• Exercise:
Give back, unchanged, each line from the one containing "doorway in the photo above. Give pixel coordinates." through the last line of the entries below.

• Data to examine:
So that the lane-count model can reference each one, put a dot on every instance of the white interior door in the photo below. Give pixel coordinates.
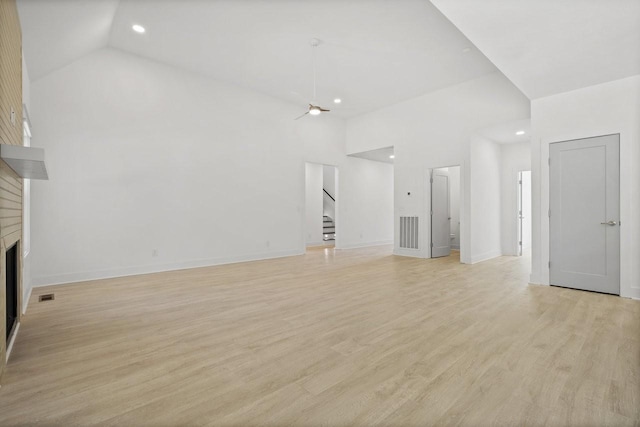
(440, 213)
(584, 214)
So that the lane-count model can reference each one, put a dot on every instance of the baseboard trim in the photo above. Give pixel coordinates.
(12, 341)
(25, 303)
(87, 276)
(485, 256)
(366, 244)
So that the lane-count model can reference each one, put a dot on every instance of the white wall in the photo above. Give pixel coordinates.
(608, 108)
(486, 162)
(313, 203)
(366, 202)
(431, 131)
(26, 196)
(515, 158)
(454, 205)
(145, 157)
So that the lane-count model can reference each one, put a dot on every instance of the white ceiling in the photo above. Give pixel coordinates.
(549, 46)
(505, 133)
(379, 155)
(56, 33)
(374, 52)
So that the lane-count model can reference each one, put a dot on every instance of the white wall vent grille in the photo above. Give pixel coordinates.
(409, 232)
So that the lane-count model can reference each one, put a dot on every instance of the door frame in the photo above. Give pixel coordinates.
(548, 216)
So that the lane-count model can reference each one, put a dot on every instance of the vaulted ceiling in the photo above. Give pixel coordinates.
(550, 46)
(373, 52)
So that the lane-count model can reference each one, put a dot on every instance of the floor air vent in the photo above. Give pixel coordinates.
(409, 232)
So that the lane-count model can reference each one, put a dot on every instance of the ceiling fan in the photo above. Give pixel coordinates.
(314, 109)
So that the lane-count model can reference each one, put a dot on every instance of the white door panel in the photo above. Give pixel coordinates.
(584, 196)
(440, 215)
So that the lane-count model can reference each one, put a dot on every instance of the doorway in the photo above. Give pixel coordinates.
(584, 214)
(445, 211)
(11, 290)
(524, 212)
(321, 195)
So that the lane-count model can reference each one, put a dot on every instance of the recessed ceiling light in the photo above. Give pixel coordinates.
(314, 111)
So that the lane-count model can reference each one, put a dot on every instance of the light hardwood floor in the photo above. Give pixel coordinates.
(357, 337)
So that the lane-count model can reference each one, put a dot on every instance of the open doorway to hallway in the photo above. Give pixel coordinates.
(321, 195)
(524, 213)
(445, 211)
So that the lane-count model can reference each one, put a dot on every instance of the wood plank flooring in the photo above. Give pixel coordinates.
(332, 338)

• Answer below:
So that the lane-count model can reference each one, put a dot on every instance of the doorway in the photo above. Give pixel coordinates.
(584, 214)
(445, 211)
(11, 290)
(524, 212)
(321, 195)
So that the lane-count model can reference each one, put a dot on every instance of the recessed ceiling light in the photo above. Give pixel coordinates.
(314, 111)
So that the lane-count model can reference each one, put a dot on every instance of the light hardwood floor in the photo above. Give pixel coordinates.
(357, 337)
So that the lane-count model can reference each one, put a dot on every instance of the open doorway to hallway in the photo above. Give pixel coordinates.
(321, 195)
(524, 213)
(445, 211)
So that the lane-count model can reference each one, put a dot on every instance of the wood plank flooring in the photo above. Give pixel coordinates.
(332, 338)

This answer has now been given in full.